━━━ TRECHO SELECIONADO

Sendo assim, é de se indagar qual seria a posição mais correta a ser adotada. A) Prevalência da vontade de recorrer do Réu?; b) Prevalência da vontade de recorrer do Defensor?; c) Prevalência da vontade de quem quer recorrer?
Essas três correntes de pensamento se mostram divididas diante de tão complexa matéria processual, cada uma munida de respeitáveis argumentos.
A primeira posição – prevalência da vontade de recorrer do Réu – tem como base de fundamentação a titularidade do direito de recorrer, haja vista esta pertencer ao acusado e não ao Defensor, pois assim confirma o adágio jurídico "quem pode o mais, pode o menos".
Para essa corrente de pensamento, o Advogado apenas atua no processo, dando ao Réu, senhor primeiro de sua liberdade, indispensável assistência técnica, sem, contudo, poder transbordar os limites da sua outorga.
Os Defensores dessa linha de posicionamento argúem ainda que o direito de recorrer é renunciável, logo, o imputado, ao manifestar sua posição, está exercendo apenas seu direito subjetivo: o de não recorrer.

━━━━━━
━━━ EXCERTOS DE DADOS

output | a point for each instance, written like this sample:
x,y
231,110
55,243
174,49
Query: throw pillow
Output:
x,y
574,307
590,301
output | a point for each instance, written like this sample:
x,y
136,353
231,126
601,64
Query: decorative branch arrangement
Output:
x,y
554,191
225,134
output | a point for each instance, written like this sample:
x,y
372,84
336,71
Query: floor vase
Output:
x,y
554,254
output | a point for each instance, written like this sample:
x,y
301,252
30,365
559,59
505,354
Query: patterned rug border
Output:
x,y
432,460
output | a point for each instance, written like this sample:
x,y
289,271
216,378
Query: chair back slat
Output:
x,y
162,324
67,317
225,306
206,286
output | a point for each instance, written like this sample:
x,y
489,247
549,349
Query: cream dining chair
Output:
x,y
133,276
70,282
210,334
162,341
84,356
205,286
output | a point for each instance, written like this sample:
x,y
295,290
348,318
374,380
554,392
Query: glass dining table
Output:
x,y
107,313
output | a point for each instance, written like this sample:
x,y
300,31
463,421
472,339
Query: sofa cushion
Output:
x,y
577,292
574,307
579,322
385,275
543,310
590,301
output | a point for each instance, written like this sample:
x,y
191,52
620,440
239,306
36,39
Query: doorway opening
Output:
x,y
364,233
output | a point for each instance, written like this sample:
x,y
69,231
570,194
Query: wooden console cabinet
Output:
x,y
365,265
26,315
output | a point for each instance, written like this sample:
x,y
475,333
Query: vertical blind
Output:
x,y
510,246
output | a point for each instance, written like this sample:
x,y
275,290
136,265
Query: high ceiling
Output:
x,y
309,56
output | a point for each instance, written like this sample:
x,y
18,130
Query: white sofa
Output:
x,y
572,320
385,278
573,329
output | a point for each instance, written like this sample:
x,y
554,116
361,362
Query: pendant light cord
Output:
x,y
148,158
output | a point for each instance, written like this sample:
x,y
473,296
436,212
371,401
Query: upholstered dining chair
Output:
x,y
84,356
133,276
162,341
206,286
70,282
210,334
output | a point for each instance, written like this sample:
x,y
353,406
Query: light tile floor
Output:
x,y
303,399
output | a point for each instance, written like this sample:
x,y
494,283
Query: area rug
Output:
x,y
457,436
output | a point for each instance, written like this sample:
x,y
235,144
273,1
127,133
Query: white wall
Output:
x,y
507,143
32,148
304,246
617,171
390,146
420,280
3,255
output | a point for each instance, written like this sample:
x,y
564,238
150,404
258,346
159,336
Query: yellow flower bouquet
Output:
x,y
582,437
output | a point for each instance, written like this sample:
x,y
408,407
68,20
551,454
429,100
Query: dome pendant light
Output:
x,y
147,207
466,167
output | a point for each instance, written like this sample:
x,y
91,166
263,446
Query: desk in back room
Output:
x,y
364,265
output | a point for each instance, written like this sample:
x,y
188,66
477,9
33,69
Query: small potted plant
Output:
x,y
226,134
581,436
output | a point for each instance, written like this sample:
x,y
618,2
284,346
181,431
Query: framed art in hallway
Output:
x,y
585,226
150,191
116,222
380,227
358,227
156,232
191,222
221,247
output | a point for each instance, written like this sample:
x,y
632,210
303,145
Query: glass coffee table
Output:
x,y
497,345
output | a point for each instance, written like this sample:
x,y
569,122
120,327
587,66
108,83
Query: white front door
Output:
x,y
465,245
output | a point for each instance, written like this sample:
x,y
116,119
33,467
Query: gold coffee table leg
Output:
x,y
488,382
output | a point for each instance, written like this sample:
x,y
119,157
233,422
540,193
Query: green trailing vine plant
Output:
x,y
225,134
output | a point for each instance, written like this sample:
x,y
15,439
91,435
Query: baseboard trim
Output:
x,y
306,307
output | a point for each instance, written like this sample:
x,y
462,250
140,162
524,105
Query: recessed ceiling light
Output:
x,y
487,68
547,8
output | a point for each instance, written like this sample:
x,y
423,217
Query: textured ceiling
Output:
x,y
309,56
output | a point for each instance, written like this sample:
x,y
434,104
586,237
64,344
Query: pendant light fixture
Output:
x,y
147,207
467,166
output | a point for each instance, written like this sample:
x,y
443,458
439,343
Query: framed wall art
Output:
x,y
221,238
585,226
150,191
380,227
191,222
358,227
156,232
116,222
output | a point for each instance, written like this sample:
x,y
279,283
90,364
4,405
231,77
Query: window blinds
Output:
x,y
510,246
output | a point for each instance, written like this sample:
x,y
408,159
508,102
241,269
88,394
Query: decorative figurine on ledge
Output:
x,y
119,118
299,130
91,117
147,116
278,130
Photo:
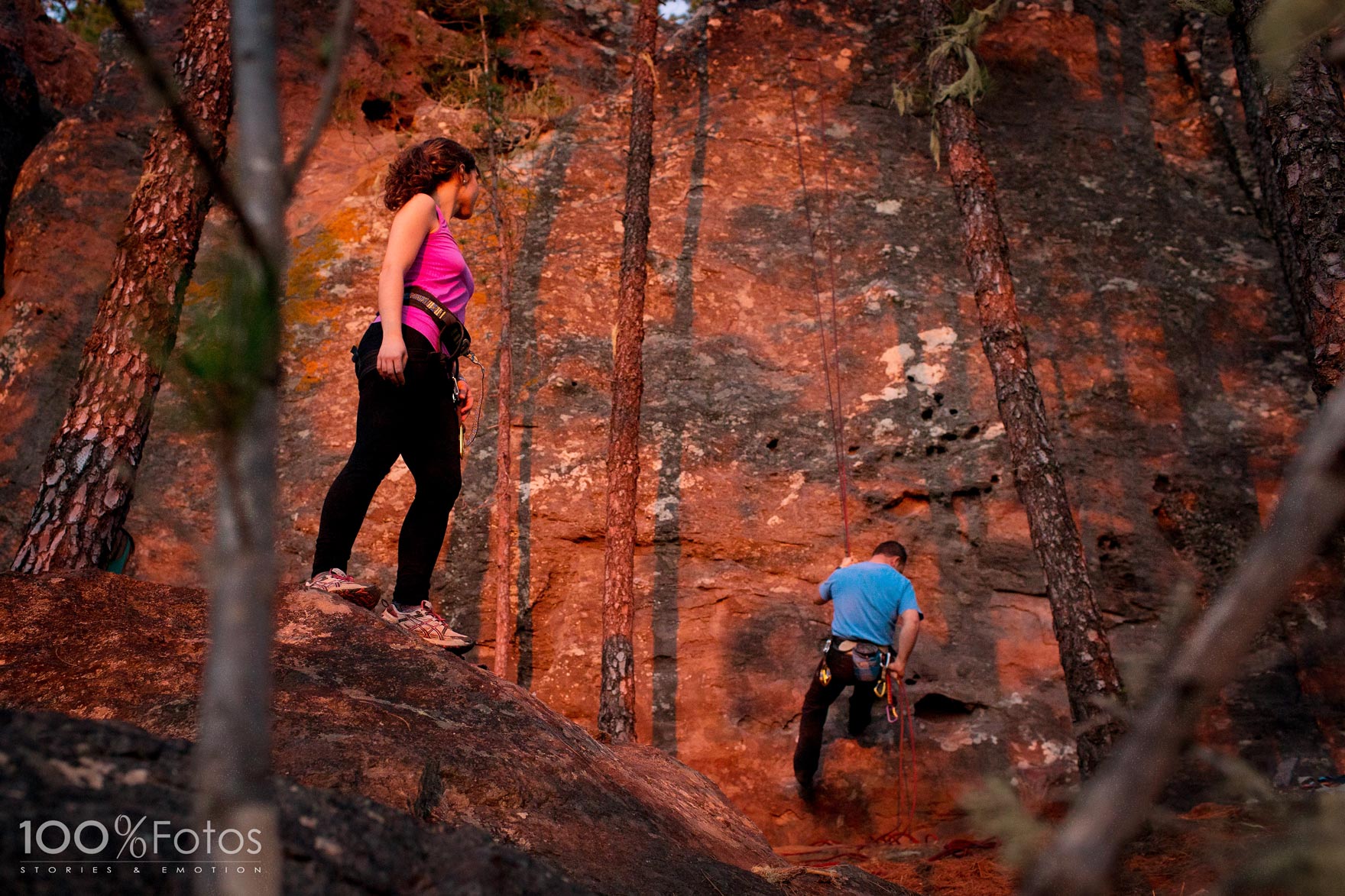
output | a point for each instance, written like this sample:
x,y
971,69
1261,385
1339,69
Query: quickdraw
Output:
x,y
900,715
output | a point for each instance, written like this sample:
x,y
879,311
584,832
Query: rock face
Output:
x,y
78,771
61,236
366,710
1171,362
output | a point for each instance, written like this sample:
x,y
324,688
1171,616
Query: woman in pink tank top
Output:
x,y
407,401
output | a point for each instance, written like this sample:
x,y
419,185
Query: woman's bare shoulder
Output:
x,y
420,210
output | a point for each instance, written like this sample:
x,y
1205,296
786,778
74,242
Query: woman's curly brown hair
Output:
x,y
424,166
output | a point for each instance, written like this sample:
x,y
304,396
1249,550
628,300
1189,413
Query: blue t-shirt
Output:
x,y
868,597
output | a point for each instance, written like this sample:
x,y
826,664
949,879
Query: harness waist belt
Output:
x,y
452,335
848,645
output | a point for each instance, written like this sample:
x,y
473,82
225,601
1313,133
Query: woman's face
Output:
x,y
467,194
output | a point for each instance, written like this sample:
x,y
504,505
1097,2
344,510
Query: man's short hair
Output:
x,y
892,549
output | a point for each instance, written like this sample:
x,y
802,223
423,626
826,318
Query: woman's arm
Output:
x,y
410,226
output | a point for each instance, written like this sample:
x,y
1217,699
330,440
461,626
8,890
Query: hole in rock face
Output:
x,y
375,109
936,707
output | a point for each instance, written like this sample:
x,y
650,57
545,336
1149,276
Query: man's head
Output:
x,y
892,553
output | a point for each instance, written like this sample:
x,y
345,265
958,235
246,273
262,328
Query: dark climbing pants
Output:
x,y
417,422
817,703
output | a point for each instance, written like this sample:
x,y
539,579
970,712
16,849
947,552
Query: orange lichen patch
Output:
x,y
348,225
311,373
1026,654
1242,312
1023,35
1267,496
1181,128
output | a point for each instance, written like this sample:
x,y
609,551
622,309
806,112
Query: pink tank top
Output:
x,y
442,270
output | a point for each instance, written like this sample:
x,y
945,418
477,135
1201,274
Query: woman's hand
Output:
x,y
465,399
392,358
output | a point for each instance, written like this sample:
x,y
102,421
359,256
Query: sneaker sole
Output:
x,y
432,642
370,599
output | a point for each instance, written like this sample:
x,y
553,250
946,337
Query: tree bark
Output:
x,y
89,473
233,752
616,703
1298,139
1084,652
1113,807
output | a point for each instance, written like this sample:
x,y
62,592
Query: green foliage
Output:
x,y
232,351
543,101
958,39
502,17
1285,27
86,18
996,811
909,99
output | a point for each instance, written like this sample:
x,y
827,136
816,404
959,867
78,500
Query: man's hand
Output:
x,y
465,399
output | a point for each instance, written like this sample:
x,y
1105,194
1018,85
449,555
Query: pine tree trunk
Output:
x,y
616,704
1298,139
1084,652
233,751
89,473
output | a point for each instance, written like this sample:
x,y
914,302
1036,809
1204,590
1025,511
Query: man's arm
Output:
x,y
906,641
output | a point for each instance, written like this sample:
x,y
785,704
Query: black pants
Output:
x,y
419,422
817,703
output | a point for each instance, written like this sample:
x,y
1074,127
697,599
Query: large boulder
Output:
x,y
365,708
77,771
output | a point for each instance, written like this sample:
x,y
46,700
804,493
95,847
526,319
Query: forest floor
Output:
x,y
1185,856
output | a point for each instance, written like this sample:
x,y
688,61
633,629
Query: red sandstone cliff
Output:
x,y
1172,366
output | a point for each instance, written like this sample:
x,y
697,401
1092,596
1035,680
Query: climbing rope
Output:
x,y
830,354
900,715
899,705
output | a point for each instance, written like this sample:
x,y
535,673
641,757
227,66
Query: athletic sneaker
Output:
x,y
335,581
423,620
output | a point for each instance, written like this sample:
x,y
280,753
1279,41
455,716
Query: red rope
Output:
x,y
900,715
830,357
835,328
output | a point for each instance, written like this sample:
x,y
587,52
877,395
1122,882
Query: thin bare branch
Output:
x,y
342,31
168,95
1114,805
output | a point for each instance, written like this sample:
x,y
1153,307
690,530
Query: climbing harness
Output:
x,y
455,342
830,354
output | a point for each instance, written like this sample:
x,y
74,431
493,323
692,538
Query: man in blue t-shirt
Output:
x,y
868,600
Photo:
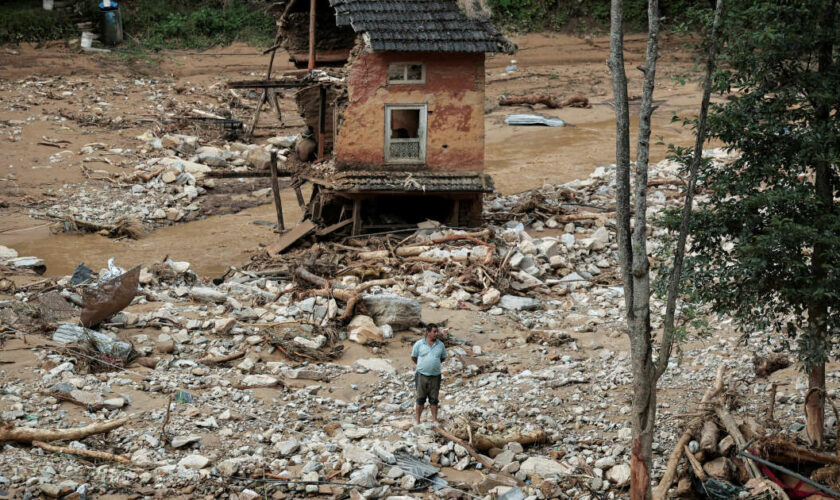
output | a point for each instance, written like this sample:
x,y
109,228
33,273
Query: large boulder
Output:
x,y
390,309
363,330
514,303
258,158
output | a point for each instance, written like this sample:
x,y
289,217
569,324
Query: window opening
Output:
x,y
405,139
403,73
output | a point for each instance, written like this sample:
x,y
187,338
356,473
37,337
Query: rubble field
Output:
x,y
244,375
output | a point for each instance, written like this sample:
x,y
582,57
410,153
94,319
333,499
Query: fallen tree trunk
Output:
x,y
674,459
484,443
732,428
583,216
9,432
550,102
517,100
412,251
485,461
709,437
372,283
98,455
374,255
211,360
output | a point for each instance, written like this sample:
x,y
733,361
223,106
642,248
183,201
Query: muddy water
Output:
x,y
518,158
528,157
211,245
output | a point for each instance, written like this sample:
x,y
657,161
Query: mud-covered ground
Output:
x,y
72,123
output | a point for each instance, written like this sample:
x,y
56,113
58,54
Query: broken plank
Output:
x,y
335,227
266,84
289,238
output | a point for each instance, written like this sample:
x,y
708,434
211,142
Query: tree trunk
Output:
x,y
633,247
693,172
815,340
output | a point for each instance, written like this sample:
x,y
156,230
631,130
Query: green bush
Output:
x,y
531,15
160,24
19,22
156,24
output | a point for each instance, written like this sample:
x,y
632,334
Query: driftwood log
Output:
x,y
485,461
709,436
9,432
667,480
211,360
732,428
583,216
98,455
547,100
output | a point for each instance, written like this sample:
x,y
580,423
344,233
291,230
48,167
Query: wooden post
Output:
x,y
299,195
264,98
322,120
312,34
357,217
275,189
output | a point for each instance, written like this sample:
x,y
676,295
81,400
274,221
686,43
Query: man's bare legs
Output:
x,y
418,412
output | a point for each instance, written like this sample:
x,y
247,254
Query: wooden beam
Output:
x,y
312,5
322,119
335,227
299,195
266,84
357,217
275,189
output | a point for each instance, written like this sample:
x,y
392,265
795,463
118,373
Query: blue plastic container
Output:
x,y
111,23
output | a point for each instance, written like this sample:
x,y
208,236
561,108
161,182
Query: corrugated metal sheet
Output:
x,y
419,25
429,182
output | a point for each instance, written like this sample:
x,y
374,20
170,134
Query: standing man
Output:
x,y
427,354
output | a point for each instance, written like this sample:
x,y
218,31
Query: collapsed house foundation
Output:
x,y
392,98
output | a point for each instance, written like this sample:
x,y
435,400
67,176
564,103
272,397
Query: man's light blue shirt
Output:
x,y
428,356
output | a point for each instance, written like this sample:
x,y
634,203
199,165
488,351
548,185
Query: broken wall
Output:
x,y
308,101
453,92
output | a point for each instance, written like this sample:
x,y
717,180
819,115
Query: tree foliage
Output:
x,y
767,243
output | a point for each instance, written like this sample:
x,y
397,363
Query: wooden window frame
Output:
x,y
422,132
406,81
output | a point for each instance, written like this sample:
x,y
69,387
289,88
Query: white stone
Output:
x,y
619,475
362,330
260,381
206,294
543,467
194,462
377,365
491,297
7,253
224,325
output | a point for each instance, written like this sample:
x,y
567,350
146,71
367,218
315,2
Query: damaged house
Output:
x,y
397,115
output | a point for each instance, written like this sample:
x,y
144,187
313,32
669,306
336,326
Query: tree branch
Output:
x,y
694,170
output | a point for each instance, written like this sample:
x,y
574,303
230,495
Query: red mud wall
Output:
x,y
453,93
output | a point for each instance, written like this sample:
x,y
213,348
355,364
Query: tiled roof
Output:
x,y
419,25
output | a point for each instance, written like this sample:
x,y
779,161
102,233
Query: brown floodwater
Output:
x,y
518,158
211,245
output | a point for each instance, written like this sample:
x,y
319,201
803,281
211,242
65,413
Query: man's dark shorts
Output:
x,y
427,387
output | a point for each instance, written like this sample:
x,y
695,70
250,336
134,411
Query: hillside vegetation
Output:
x,y
197,24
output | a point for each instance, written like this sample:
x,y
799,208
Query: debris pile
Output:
x,y
291,375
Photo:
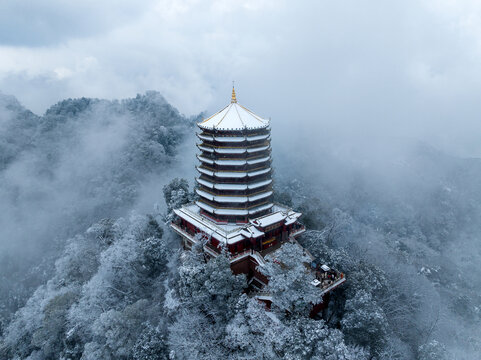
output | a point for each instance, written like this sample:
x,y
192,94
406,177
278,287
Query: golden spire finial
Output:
x,y
233,99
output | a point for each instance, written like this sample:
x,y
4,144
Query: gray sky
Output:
x,y
352,68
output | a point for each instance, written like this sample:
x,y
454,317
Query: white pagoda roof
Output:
x,y
234,117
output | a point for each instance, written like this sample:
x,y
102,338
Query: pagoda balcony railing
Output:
x,y
256,132
249,206
244,143
258,155
236,168
234,180
264,143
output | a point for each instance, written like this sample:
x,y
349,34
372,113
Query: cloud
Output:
x,y
406,69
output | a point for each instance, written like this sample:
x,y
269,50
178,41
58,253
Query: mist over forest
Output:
x,y
89,268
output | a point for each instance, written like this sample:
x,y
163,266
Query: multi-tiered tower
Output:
x,y
234,210
235,181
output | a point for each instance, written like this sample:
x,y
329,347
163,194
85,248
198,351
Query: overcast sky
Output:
x,y
381,68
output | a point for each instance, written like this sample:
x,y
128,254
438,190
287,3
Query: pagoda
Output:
x,y
235,209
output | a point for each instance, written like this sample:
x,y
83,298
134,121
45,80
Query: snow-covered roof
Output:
x,y
234,117
234,186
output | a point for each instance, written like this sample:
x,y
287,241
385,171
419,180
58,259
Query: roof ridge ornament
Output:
x,y
233,99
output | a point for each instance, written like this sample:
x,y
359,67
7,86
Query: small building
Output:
x,y
234,209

━━━━━━

## [EXERCÍCIO PROPOSTO]
Prossiga o trecho sobre a vontade de recorrer do réu e do defensor, começando logo após a última frase apresentada.

## [RESPOSTA ESCRITA]
A segunda posição – prevalência da vontade de recorrer do Defensor – argumenta ser a vontade do Defensor qualificada de sustentação técnica.
De logo afirmam os adeptos dessa teoria que a titularidade do direito de recorrer pertence não somente ao imputado, como também ao seu causídico, em virtude do que dispõe o art. 577 do CPP [1].
Argúem, ainda, que o Réu como leigo não dispõe de condições suficientes para renunciar ou desistir do recurso, em razão de não conhecer do tecnicismo processual.
A terceira posição – prevalência da vontade de quem quer recorrer – defende, em nome do Princípio constitucional da Ampla Defesa, que não importa a quem pertence a titularidade, senão quem tem a vontade em interpor o recurso.
Percebe-se, de logo, que tal corrente – registre-se: a mais vanguardista entre as três – tem como Princípio fundamental a constante busca da liberdade do acusado.
Assim, para essa posição não importa a causa para a interposição de recurso, mas a sua conseqüência, porquanto possibilite a liberdade do acusado.
Analisadas superficialmente os fundamentos das três correntes, enfrenta-se a partir de agora, de forma sintética e objetiva, cada posicionamento adotado.
CAPÍTULO I
PREVALÊNCIA DA VONTADE DE RECORRER DO RÉU
Antes de se discutir o tema em questão, mister se faz analisar alguns institutos do direito processual penal para o melhor entendimento da questão trazida neste trabalho.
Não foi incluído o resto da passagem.